■ **Written instruction**
Copy out all the records exactly.

■ **Data**
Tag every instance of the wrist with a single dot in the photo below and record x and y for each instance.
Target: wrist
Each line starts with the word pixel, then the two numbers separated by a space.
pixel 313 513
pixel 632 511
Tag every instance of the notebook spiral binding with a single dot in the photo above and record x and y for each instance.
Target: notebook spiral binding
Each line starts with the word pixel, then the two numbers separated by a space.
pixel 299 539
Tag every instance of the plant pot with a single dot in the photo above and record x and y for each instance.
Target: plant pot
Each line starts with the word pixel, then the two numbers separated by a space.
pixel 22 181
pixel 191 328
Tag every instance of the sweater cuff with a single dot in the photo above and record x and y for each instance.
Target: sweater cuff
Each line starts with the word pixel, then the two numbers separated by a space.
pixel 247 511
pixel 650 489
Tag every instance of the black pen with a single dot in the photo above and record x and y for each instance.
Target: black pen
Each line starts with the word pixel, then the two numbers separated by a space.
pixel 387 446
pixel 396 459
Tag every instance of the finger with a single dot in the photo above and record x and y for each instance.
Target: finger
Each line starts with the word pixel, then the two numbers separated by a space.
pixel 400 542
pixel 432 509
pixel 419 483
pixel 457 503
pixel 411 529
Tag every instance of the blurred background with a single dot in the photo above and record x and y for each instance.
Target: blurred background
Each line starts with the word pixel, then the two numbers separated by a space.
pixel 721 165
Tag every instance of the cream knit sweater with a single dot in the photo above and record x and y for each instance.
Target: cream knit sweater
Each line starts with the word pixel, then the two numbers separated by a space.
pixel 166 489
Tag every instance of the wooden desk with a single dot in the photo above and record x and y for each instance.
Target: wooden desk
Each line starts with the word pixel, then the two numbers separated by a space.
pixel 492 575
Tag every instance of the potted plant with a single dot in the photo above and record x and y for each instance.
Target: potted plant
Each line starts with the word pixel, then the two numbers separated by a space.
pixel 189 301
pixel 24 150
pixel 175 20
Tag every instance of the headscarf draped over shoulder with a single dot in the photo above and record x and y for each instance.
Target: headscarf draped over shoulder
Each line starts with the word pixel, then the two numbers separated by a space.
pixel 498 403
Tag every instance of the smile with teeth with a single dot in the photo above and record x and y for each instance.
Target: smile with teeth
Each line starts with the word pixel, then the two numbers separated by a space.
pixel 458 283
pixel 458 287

■ **Response**
Tag every instance of the wrist with a single dot in the photo below and record x and y for each instance.
Target: wrist
Each line starts with the word pixel, then the two numbers separated by a space.
pixel 313 513
pixel 632 511
Tag every instance of the notebook spiral binding with a single dot in the photo above and record x and y for each instance.
Target: notebook spiral binding
Each line starts with the word pixel, then the two numbers separated by a space.
pixel 299 539
Tag every instance of the plant pot with a single dot in the photo above and record x and y for each instance.
Target: plant pot
Each line starts with the word pixel, then the two numbers separated by a space.
pixel 22 181
pixel 191 328
Tag every instance of the sweater cuff with a single dot in the photo above and record x and y for each instance.
Target: sweater cuff
Each line starts with the word pixel, then the two numbers separated by a space.
pixel 247 511
pixel 650 489
Tag every instance of the black pen with a single dot in the photo above and record x and y for each instance.
Target: black pen
Each line starts with the word pixel, then the two numbers separated by a space.
pixel 387 446
pixel 396 459
Tag every instance of the finger with a single dot in the photo above and record x and y for each instance.
Target: finger
Each line starts with the word pixel, then the two numbers separated by a space.
pixel 400 542
pixel 432 509
pixel 419 483
pixel 457 503
pixel 411 529
Tag every instance of the blurred background with a single dot in the photo above and record x and y for each instance.
Target: blurred background
Each line starts with the word pixel, then the two numbers separated by a space.
pixel 721 165
Tag every instance of the cream knit sweater with a single dot in the photo above and record x and y for each instance.
Target: cream knit sweater
Each line starts with the word pixel, then the two numbers separated by a space.
pixel 166 489
Tag every instance of the wooden desk with a single dot in the photo above and record x and y for each instance.
Target: wooden desk
Each line starts with the word pixel, then the two numbers separated by a space.
pixel 492 575
Tag every instance of the potted plant with a single dot in the photo above and record x and y for each instance.
Target: potted plant
Each line starts with the word pixel, then the two numbers separated by a space.
pixel 189 301
pixel 24 150
pixel 175 20
Tag every instance of the headscarf draped over shoulder with a single dot in the photo above and record x and y for each instance.
Target: headscarf draped over shoulder
Each line starts with the word pixel, then the two numbers separated by a space.
pixel 498 403
Tag every instance of the smile with teeth with a single dot in the photo above and record x and y for each instance.
Target: smile with teeth
Each line starts with the word pixel, then the two numbers separated by a space.
pixel 458 283
pixel 458 287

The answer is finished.